Alıştırma Materyali:
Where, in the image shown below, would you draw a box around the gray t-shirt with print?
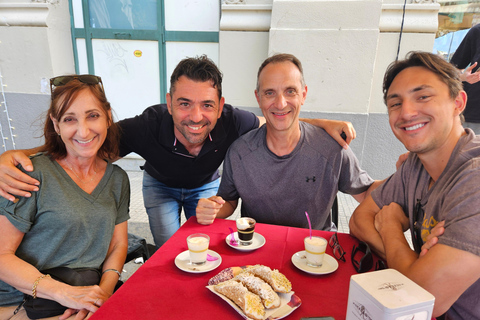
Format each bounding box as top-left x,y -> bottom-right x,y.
0,154 -> 130,306
218,122 -> 373,230
372,129 -> 480,319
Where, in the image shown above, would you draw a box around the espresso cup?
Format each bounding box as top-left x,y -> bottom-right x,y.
236,218 -> 256,246
303,237 -> 327,268
187,233 -> 210,265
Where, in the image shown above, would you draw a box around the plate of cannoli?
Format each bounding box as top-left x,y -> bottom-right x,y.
207,265 -> 302,320
225,232 -> 266,251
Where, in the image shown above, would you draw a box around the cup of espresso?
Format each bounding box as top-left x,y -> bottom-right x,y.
237,218 -> 256,246
303,237 -> 327,268
187,233 -> 210,266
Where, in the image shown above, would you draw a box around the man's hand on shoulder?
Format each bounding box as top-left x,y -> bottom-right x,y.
300,118 -> 357,149
460,62 -> 480,84
0,150 -> 40,202
196,196 -> 225,225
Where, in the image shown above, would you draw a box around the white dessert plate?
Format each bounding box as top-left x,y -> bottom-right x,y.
207,286 -> 302,320
175,250 -> 222,273
292,251 -> 338,274
225,232 -> 266,251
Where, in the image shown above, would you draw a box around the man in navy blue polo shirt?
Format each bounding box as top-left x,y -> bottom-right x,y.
0,56 -> 355,248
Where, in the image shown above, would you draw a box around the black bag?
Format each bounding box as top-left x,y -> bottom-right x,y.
23,267 -> 102,319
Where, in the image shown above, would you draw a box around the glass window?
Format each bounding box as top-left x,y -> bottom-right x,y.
88,0 -> 158,30
433,0 -> 480,60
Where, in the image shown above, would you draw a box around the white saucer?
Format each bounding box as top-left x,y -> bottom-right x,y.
292,251 -> 338,274
175,250 -> 222,273
225,232 -> 266,251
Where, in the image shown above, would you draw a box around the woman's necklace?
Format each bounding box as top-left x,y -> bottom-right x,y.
63,158 -> 97,184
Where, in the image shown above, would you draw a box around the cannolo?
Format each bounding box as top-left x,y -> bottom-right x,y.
234,272 -> 280,309
208,267 -> 249,286
245,264 -> 292,293
214,280 -> 265,320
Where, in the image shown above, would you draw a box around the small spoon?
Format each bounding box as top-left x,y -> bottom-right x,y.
228,227 -> 238,247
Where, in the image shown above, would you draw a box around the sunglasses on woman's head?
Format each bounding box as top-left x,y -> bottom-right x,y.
50,74 -> 103,95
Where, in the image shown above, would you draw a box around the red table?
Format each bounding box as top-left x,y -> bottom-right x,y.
91,217 -> 372,320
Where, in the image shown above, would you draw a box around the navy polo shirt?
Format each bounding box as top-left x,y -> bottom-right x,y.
119,104 -> 259,189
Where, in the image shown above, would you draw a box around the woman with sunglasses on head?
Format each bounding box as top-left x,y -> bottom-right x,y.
0,75 -> 130,320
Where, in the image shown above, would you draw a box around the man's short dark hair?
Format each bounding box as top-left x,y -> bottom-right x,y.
257,53 -> 305,91
170,55 -> 222,99
383,51 -> 463,104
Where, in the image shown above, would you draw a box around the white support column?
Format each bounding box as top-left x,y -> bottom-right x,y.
219,0 -> 272,107
269,0 -> 381,113
369,0 -> 440,113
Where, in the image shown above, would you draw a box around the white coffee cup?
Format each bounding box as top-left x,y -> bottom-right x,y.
187,233 -> 210,265
236,217 -> 256,246
304,236 -> 328,268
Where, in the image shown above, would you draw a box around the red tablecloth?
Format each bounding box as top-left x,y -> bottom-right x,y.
91,217 -> 372,320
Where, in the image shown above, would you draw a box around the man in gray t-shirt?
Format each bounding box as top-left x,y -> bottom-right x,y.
350,52 -> 480,319
197,54 -> 374,230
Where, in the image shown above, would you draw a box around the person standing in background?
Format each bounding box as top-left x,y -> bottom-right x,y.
450,24 -> 480,134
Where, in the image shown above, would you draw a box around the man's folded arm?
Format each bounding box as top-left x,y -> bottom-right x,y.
349,196 -> 385,259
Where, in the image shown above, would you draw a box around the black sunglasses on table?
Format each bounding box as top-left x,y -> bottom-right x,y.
50,74 -> 103,94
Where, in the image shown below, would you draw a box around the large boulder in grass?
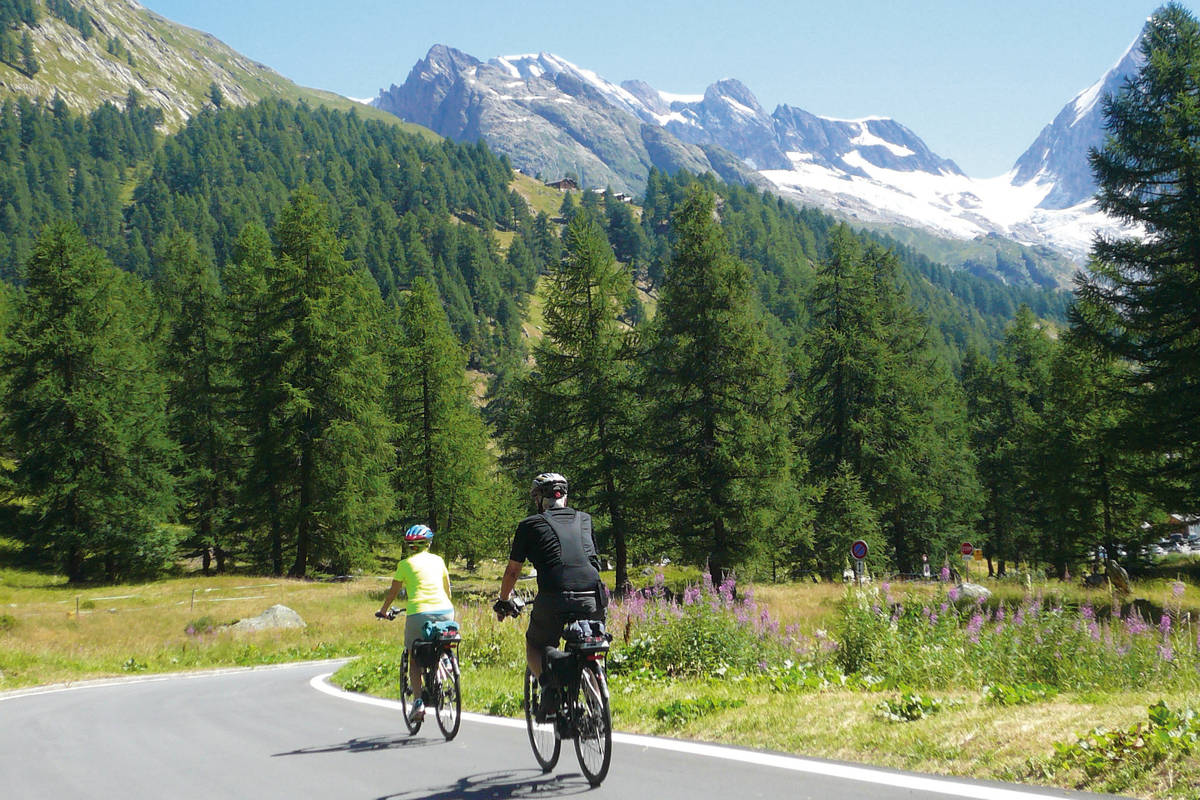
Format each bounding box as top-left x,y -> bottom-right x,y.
954,583 -> 991,607
229,603 -> 306,631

Görev Tanımı:
Yukarıdaki materyalin tamamında "would you draw a box around" ifadesini "would you put a box around" ile değiştirip metni güncelleyebilir misin? Başka hiçbir şey değişmesin, görseller de yanıta alınmasın.

Alıştırmanın Yanıtı:
Where, in the image shown below, would you put a box around the gray t-shirt with print?
Format each bounding box as top-left x,y -> bottom-right x,y.
0,154 -> 130,306
218,122 -> 373,230
372,129 -> 480,319
Where, in the image shown above, would you put a box around the espresso cup?
Format each bounding box as top-left x,y -> bottom-right x,y.
236,218 -> 256,246
303,237 -> 327,268
187,233 -> 210,265
Where, in the image shown above, would you put a box around the plate of cannoli?
Format each bounding box as top-left x,y -> bottom-right x,y.
207,265 -> 302,320
225,232 -> 266,251
Where, in the image shown above, would you put a box around the cup of espresso?
Format each bounding box as top-left x,y -> bottom-right x,y.
237,218 -> 256,246
303,237 -> 327,268
187,233 -> 210,266
Where, in the image shown above, would you put a box around the man's hand on shoulder?
Format each bounding box as top-left x,y -> bottom-right x,y.
300,118 -> 357,149
460,62 -> 480,84
0,150 -> 40,202
196,196 -> 225,225
Where, in the image shown above, would you put a box around the white dessert plate?
Format each bounding box as top-left x,y -> bottom-right x,y.
207,286 -> 302,320
175,250 -> 222,273
292,251 -> 338,274
225,232 -> 266,251
Where, in the image shown above, would you put a box around the man in navy blue polo shirt?
Format each bounding box as top-left x,y -> bottom-right x,y.
0,56 -> 355,248
Where, in the image shown above, would you put a box around the black bag?
Format each bounding box as top-left x,y -> bottom-right x,y.
23,267 -> 102,319
Where, in the image shown above, would you put a box around the glass window?
Format each bounding box as top-left x,y -> bottom-right x,y.
88,0 -> 158,30
433,0 -> 480,60
Where, in the image shown above, would you put a box around the white saucer?
Format each bounding box as top-left x,y -> bottom-right x,y.
292,251 -> 338,274
175,250 -> 222,273
225,232 -> 266,251
Where, in the image shown above, would you put a box around the woman's necklace?
Format each bounding box as top-left x,y -> bottom-right x,y.
63,158 -> 97,184
Where, in the image shown above, would you put a box around the cannolo?
Format each bounding box as top-left x,y -> bottom-right x,y.
234,272 -> 280,309
208,267 -> 249,286
245,264 -> 292,293
214,280 -> 265,320
Where, in the image shown above, would you put a box around the small spoon?
Format each bounding box as top-left x,y -> bottom-right x,y.
228,227 -> 238,247
Where, in the image shown above, would you put a box around the sunglasses on woman's head?
Format each bounding box as top-left x,y -> bottom-right x,y.
50,74 -> 103,95
Where, in the image shown above, would you put a box around the red table?
Format each bounding box as top-left x,y -> bottom-right x,y.
91,217 -> 372,320
Where, in the image shown above, would you put a box around the navy polo shirt?
Format each bounding box as top-left x,y -> bottom-right x,y.
119,104 -> 259,189
Where, in the image shown above, would you put a box around the woman with sunglasses on head?
Format each bounding box as top-left x,y -> bottom-right x,y.
0,75 -> 130,320
Where, in the image shown above, would you put a box around the man's short dark hair?
Format each bounding box as top-left x,y -> bottom-right x,y.
257,53 -> 305,91
170,55 -> 222,99
383,51 -> 463,104
Where, in the image shown above, would you put a box around the white support column?
Format each bounding box as top-left x,y -> bottom-right x,y.
219,0 -> 272,107
269,0 -> 381,113
369,0 -> 440,113
Where, in the image shown above, would you put a box around the white coffee cup?
Format each bounding box as top-left x,y -> bottom-right x,y.
187,233 -> 210,265
236,217 -> 256,246
304,236 -> 328,268
Where, in the image shown above, would you put a box around the red tablecloth?
Format each bounding box as top-left x,y -> bottom-right x,y.
91,217 -> 372,320
Where, in the image shown above, would you put a box around the man in gray t-shirt?
Format each bounding box as top-left x,y -> bottom-right x,y.
350,52 -> 480,319
197,54 -> 374,230
Where, in the image shown above, would you put a box around the person standing in background?
Format each bounding box as top-left x,y -> bottom-right x,y.
450,24 -> 480,134
Where, in the image shown above, would you put a box around the man's folded arm?
Format each bounding box as top-left x,y -> bottom-right x,y.
349,196 -> 385,259
Where, in the image shown above, would you put a box around the black sunglasses on table?
Format each bounding box as top-left x,y -> bottom-right x,y.
50,74 -> 103,94
Where, in the image shown below, would you put a box around the large boulder in grass?
Format each bounding box as top-left x,y -> bottom-right x,y.
954,583 -> 991,607
229,603 -> 306,631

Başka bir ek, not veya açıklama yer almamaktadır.